--- Exercise objective ---
The records below are to be quoted in full; please keep every word exact.

--- Dataset extract ---
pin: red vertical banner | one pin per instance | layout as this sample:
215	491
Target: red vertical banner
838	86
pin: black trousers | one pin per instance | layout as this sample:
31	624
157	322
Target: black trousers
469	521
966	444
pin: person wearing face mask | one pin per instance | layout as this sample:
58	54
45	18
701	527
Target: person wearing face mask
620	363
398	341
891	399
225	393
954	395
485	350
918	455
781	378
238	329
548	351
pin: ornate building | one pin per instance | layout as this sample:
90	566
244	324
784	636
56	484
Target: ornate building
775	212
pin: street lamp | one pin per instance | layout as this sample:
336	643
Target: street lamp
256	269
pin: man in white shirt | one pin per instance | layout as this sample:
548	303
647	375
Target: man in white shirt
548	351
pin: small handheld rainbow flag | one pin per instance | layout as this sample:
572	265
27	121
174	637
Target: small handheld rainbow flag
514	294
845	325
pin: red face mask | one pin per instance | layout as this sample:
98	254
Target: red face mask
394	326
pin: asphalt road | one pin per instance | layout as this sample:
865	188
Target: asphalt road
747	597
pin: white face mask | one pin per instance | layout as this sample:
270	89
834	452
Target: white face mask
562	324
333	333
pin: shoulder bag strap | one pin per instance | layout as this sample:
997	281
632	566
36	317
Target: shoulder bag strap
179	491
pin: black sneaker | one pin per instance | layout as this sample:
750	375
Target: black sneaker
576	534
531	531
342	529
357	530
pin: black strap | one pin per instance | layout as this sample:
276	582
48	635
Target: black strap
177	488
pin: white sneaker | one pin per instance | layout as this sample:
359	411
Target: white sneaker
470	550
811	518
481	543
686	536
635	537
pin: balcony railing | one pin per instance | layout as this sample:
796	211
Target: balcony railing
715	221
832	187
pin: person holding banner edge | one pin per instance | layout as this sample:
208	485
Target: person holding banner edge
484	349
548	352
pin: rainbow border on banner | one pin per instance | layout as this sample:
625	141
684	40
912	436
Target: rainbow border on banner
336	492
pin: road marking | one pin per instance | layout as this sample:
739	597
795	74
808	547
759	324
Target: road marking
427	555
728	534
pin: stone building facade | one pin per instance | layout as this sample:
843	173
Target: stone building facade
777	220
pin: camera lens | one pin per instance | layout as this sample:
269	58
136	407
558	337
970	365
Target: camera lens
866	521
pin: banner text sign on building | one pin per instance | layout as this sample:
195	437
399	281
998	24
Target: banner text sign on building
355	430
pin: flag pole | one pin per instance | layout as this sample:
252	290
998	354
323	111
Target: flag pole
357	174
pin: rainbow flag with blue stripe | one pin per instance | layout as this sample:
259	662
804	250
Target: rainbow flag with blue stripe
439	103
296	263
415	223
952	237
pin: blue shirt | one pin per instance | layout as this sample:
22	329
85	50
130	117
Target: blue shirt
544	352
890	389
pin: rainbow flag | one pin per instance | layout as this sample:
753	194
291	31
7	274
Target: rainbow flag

--- Output for this exercise ---
pin: red vertical banner | one pin per instance | layout as this sample:
215	491
Target: red vertical banner
838	86
pin: black trousers | one pin per instance | layout as this sample:
31	624
157	322
Target: black trousers
469	521
966	444
pin: person wearing face mask | one pin per instance | layout as this sample:
58	54
45	18
701	527
Target: person wearing face mask
620	363
398	341
891	399
225	393
954	395
485	350
918	455
781	378
238	329
548	351
pin: ornate building | one pin per instance | layout as this sample:
90	566
244	324
784	636
56	484
Target: ornate building
775	212
pin: street lamp | one pin per instance | layout as this sample:
336	643
Target: street lamp
256	269
pin: man in white shirt | one pin per instance | layout as this sample:
548	303
647	375
Target: man in white shirt
548	351
pin: small handheld rainbow flag | one pin per instance | layout as this sample:
572	265
27	121
174	637
Target: small handheld rainbow flag
514	294
845	325
pin: red face mask | one pin per instance | layout as this sample:
98	254
Target: red face mask
394	326
pin: asphalt road | one pin per instance | layout as this sample:
865	188
Target: asphalt road
747	597
pin: white face mask | one pin per instance | layout as this sample:
270	89
834	452
Target: white face mask
562	324
333	333
pin: shoulder bag strap | one pin per instance | layout as this sample:
997	281
632	566
36	317
Target: shoulder bag strap
179	491
pin: black sneaker | one pin per instance | layout as this sample:
750	375
Target: black sneaker
576	534
531	531
342	529
357	530
pin: black strap | one pin per instance | layout as this sample:
276	582
48	635
Target: black strap
177	488
pin: white sneaker | one pin per instance | layout as this sample:
359	411
Target: white sneaker
470	550
811	518
481	543
686	536
635	537
pin: balcony railing | one pin per instance | layout as this sample:
796	211
Target: balcony railing
715	221
832	187
pin: person holding banner edge | one pin per instance | layout as this sample:
208	485
Target: person holding banner edge
484	349
548	352
pin: rainbow border on banner | one pin per instance | layout as this sample:
625	141
684	40
912	436
Target: rainbow border on banner
336	492
pin: road marking | one pin per instance | layout as this sample:
739	597
795	74
808	547
759	324
Target: road marking
427	555
728	534
pin: stone building facade | one pin per instance | layout as this sample:
843	173
Target: stone building facade
777	220
pin: camera lens | one pin per instance | layout as this sample:
269	58
136	407
558	337
970	365
Target: camera lens
866	521
pin: banner text sign on building | one pin per instance | layout as this sample:
195	437
399	281
998	24
Target: banner text sign on building
355	430
pin: flag pole | one pin per instance | layout as this sample:
252	290
998	354
323	111
Target: flag pole
357	174
pin: rainbow flag with blue stripe | one pin per instance | layout as this sample:
259	662
804	250
Target: rainbow flag with blue stripe
439	103
296	263
415	223
952	237
pin: blue shirt | one pin per instance | layout as this sample:
22	329
85	50
130	117
Target: blue shirt
544	352
890	389
pin: rainbow flag | one pin per instance | layout as this sample:
753	194
291	31
7	274
Target: rainbow flag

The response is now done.